** BEGIN **

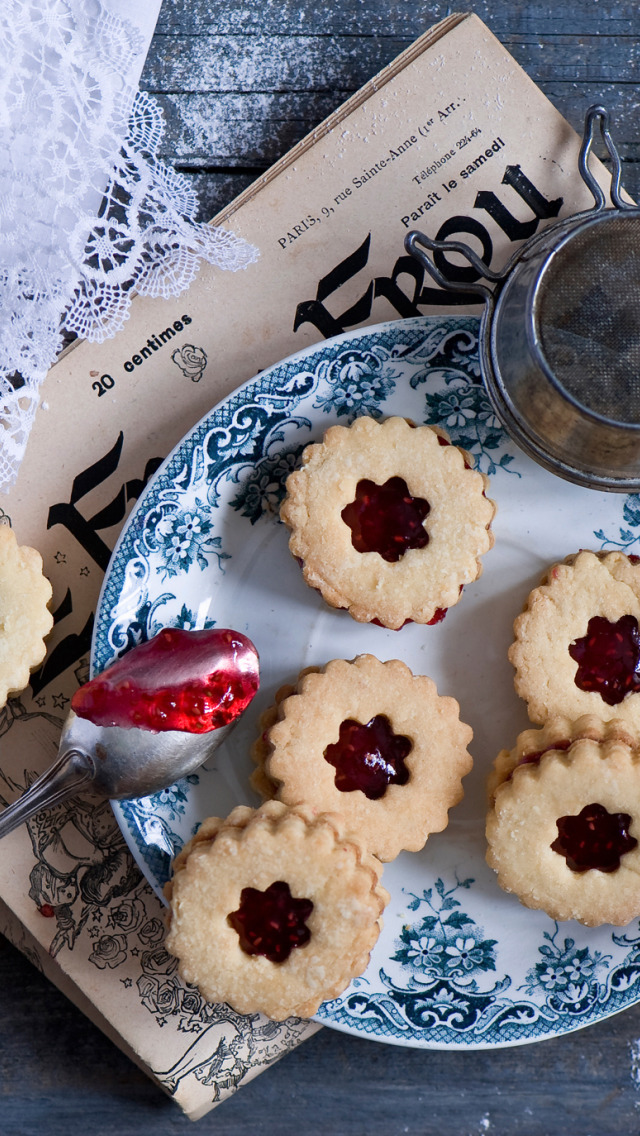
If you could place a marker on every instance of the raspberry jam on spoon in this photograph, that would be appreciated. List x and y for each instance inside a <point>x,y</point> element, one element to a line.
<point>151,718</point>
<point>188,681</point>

** END **
** BEGIN **

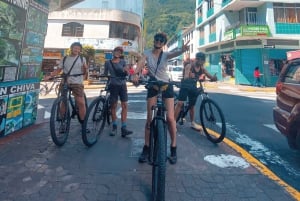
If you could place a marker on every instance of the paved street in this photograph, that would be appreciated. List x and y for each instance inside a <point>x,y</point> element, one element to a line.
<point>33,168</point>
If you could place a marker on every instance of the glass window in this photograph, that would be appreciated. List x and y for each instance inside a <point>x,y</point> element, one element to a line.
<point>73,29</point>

** END **

*Aim of the exercise*. Starting at the line containing "of the glass" and ending at the line containing "<point>73,29</point>", copy out only those lines of the material, requests included. Scale every point coordinate in the answers by 2.1 and round each result to a whole number, with halves rounded up.

*Task output*.
If you could place a marker on every instance of the glass window in this photograph, that would be appreciated. List x and y for each instance inside a <point>x,y</point> element, one element to a line.
<point>153,61</point>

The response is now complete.